**EXERCISE DETAILS**
Gather every line from the entries below that contains the string "pine". Treat uppercase and lowercase letters as different.
===== DATA PROVIDED =====
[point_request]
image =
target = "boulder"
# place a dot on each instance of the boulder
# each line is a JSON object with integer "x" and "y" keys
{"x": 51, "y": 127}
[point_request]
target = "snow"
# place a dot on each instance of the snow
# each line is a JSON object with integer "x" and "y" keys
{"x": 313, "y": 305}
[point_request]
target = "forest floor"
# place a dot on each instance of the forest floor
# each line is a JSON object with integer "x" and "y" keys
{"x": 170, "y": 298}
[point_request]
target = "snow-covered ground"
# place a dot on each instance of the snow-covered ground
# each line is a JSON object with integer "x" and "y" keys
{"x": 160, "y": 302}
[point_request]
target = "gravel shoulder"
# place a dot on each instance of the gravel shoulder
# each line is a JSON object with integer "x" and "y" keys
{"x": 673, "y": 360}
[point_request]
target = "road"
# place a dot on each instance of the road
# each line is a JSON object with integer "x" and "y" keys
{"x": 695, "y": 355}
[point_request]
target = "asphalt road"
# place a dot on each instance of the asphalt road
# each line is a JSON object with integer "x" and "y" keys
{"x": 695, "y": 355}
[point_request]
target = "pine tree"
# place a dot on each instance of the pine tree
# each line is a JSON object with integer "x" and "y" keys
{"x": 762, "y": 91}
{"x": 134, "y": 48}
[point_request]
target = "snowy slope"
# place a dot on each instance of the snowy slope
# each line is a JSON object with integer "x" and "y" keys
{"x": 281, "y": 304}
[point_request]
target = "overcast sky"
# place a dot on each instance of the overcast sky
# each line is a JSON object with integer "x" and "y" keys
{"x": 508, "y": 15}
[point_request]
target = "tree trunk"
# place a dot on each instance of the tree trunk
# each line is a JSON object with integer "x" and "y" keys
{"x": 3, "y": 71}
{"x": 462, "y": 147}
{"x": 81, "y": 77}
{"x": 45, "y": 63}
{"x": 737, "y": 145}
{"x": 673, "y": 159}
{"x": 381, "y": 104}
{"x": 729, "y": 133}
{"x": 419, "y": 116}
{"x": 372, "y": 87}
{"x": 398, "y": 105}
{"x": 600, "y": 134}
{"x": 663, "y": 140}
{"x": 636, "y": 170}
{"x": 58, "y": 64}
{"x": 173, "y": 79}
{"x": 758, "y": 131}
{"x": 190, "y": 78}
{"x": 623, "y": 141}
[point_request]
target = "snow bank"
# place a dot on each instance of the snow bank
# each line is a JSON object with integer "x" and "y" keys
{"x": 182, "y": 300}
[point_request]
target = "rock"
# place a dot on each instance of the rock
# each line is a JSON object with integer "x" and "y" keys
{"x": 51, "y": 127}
=====
**RESULT OF THE EXERCISE**
target = "pine tree"
# place a dot on each instance of the pine tree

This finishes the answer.